» **Listed entries**

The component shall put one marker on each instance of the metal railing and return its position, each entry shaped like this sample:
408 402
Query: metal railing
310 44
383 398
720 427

» **Exercise objective**
Transcribe the entire listing above verbatim, preserving every line and character without alteration.

» **Solution for this problem**
The component shall put one marker on each instance of the metal railing and return its position, each entry shaped like this sample:
408 402
Query: metal railing
310 44
383 398
720 427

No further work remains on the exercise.